Problems:
[A] From the article on gender stereotypes in sports, retype the passage starting at "MONTPELLIER, France –" and ending at "women’s athletic performance.".
[B] According to the article on gender stereotypes in sports, in which journal was the recent review published?

Quoted passage:
********************

Despite Women’s Strength, Stereotypes Still Nip Sports Performance – With No End in Sight

Chelsea LittleMay 15, 20133
If Marit Bjorgen can't change people's perceptions about what women can accomplish in sports, then what can? (Photo: Fischer/Nordic Focus; facebook.com/FIS Cross Country)
If Marit Bjorgen can’t change people’s perceptions about what women can accomplish in sports, then what can? (Photo: Fischer/Nordic Focus; facebook.com/FIS Cross Country)

MONTPELLIER, France – Women’s sports have come a long way in the last half century. But they are still nowhere near on par with men’s sports, in terms of participation, depth of field, or funding. What is stalling the progress?

One limitation is stereotypes, which in many ways have changed startlingly little. It’s taken as a fact that women’s bodies aren’t capable of the types of performances turned in by men. Yet in a recent review published in the journal Psychology of Sport and Exercise, authors noted that innate physical differences can’t fully explain the difference between men’s and women’s athletic performance.

Many stereotypes and expectations have psychosocial effects on women from the very day they are born: what they wear, how they play, how adults interact with them. As girls get older, there’s the expectation to look pretty, to get married, and to have a family – and maybe leave a promising career to take care of the kids. All of this contributes, research shows, to the differences in both participation and performance between the sexes.

Among the researchers who published that review is Julie Boiché. She’s a psychology researcher at the Epsylon Laboratory, a collaboration between three universities housed in this southern French city which bills itself as an “interdisciplinary research unit dedicated to the human sciences and health.”

Sports aren’t what Boiché, a slim woman with biceps that Michelle Obama would envy and an elegant streak of white through her dark-gray hair, set out to focus on. In her career so far, Boiché has studied gender stereotypes and expectations in many aspects of life, from academics to professional settings.

But it’s not a strange direction for her take, either. Boiché plays rugby, a sport which in France is definitely considered to be for men.

“There was a student who came [to our team] and did a survey about it, talking with some of the male staff members,” Boiché recounts. “She felt that we were tolerated, nothing more. And sometimes we had feedback where they’d say, ‘actually, we’re really surprised that you can play!’”

Of course, most people don’t come right out and say that, even if they think it. Stereotypes can be expressed in subtle ways, yet still have a huge impact.

And while nordic sports are pretty egalitarian – at least compared to rugby – there are plenty of ways that these gender expectations are ingrained into athletes’ daily lives: the relative rarity of female coaches, even for female athletes. The shallower depth of field at almost every level of racing. And, fairly uniquely to skiing, the different distances for women and men.

“I think it definitely marks differences, to say, ‘you can’t do the same distance because you’re just a woman’,” Boiché says of the setup. “Nothing legitimizes that, because you are just as highly-trained of an athlete. You can run the same distance, even if the male and female times are different.”

********************

Point-based annotation data:
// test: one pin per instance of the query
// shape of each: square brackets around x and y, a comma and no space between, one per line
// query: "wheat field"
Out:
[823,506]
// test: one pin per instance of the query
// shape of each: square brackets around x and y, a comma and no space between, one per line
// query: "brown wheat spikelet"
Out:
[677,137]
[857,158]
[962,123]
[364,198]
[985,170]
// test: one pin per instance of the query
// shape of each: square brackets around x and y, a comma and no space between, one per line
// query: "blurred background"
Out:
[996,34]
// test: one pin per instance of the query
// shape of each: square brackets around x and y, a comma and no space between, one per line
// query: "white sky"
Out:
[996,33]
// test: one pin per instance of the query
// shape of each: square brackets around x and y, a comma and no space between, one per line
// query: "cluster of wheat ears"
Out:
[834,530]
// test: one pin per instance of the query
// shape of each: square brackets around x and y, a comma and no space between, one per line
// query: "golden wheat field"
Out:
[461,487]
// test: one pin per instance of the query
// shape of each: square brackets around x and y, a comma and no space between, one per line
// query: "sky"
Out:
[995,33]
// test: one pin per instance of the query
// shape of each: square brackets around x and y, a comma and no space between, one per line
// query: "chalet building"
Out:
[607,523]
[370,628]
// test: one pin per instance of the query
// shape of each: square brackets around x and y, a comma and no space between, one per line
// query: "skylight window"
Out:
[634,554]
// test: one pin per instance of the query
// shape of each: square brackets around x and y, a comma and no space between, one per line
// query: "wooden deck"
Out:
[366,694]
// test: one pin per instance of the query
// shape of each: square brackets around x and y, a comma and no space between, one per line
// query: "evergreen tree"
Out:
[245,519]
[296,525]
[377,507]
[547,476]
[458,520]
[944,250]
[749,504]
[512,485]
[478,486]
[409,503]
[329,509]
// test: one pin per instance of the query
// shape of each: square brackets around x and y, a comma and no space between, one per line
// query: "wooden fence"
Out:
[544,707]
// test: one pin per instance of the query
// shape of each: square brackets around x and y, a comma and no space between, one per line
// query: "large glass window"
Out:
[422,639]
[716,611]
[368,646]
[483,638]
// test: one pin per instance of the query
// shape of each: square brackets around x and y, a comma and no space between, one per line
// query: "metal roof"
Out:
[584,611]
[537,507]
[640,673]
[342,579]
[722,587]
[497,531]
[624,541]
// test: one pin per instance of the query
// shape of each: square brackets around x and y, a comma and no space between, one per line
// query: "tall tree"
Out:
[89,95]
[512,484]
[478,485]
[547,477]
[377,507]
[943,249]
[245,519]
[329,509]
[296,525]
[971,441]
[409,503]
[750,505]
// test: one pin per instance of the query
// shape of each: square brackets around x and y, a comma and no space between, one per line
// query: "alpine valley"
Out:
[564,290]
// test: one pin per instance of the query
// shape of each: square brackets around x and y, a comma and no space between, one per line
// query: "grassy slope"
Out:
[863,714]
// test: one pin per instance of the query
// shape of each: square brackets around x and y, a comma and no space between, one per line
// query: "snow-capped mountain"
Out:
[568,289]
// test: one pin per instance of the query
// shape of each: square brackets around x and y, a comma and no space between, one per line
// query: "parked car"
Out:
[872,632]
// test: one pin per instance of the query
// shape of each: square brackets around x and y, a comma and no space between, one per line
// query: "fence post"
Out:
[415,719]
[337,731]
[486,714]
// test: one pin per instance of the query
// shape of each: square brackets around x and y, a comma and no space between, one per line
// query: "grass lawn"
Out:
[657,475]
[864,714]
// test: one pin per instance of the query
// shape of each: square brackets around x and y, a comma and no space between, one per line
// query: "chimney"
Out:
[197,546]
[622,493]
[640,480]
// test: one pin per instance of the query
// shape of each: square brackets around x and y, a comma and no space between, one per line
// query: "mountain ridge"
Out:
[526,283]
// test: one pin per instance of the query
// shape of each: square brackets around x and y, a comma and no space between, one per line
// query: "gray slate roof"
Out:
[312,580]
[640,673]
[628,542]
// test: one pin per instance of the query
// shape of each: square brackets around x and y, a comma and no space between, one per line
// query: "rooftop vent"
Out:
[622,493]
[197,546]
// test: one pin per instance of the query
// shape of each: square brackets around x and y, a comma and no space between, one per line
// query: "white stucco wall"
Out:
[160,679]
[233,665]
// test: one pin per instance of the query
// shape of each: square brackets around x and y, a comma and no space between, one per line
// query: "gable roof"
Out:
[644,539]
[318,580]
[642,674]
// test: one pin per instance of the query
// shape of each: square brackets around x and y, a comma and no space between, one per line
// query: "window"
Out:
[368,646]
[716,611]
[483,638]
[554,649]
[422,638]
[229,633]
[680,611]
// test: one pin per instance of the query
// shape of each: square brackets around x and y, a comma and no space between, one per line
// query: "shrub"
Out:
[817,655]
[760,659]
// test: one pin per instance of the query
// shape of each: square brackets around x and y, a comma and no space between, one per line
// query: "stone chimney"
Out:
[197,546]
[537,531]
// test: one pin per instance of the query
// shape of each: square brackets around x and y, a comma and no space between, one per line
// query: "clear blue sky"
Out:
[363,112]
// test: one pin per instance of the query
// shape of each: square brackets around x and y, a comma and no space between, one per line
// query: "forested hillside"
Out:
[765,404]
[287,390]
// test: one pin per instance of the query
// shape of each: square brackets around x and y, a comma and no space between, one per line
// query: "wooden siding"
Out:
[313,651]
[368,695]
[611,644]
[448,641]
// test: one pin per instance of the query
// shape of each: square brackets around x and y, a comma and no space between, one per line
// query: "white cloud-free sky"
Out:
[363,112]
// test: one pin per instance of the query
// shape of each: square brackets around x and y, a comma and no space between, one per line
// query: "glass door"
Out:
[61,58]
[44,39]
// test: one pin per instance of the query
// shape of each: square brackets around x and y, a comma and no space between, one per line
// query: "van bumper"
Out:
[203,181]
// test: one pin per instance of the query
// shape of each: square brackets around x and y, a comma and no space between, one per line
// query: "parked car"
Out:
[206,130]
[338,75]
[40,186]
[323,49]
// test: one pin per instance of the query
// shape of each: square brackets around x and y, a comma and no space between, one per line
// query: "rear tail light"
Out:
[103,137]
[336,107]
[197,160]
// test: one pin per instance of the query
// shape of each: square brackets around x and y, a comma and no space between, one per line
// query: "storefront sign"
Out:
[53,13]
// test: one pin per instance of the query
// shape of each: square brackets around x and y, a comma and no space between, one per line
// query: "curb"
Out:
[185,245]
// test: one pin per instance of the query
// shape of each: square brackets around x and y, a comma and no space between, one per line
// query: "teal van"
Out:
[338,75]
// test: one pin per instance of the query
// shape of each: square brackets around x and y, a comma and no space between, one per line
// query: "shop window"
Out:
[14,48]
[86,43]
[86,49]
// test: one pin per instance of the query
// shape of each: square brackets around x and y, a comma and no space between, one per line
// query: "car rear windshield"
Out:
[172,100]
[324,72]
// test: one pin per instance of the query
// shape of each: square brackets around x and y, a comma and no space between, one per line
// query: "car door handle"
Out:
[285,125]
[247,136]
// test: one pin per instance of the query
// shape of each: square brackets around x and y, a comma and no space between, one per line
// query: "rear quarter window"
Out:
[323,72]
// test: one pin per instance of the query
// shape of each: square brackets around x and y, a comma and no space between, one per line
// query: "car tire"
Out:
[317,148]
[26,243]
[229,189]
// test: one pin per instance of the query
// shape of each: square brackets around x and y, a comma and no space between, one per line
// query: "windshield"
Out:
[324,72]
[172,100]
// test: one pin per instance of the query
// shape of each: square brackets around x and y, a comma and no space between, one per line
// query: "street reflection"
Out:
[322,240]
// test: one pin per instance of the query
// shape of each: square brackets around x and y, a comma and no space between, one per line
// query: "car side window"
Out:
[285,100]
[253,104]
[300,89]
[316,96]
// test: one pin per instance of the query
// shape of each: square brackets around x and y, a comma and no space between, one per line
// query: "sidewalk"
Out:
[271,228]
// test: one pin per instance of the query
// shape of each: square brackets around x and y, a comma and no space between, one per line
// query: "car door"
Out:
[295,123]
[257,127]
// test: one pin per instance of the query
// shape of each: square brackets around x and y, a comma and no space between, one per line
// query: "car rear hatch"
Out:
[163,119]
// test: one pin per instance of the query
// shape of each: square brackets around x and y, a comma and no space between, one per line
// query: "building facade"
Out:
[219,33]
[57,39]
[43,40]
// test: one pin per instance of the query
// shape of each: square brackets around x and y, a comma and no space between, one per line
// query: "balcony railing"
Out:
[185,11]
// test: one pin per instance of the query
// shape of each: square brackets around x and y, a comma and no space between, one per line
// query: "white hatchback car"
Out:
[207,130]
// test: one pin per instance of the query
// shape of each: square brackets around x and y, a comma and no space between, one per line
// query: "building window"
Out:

********************

Solutions by task:
[A]
MONTPELLIER, France – Women’s sports have come a long way in the last half century. But they are still nowhere near on par with men’s sports, in terms of participation, depth of field, or funding. What is stalling the progress?

One limitation is stereotypes, which in many ways have changed startlingly little. It’s taken as a fact that women’s bodies aren’t capable of the types of performances turned in by men. Yet in a recent review published in the journal Psychology of Sport and Exercise, authors noted that innate physical differences can’t fully explain the difference between men’s and women’s athletic performance.

[B] Psychology of Sport and Exercise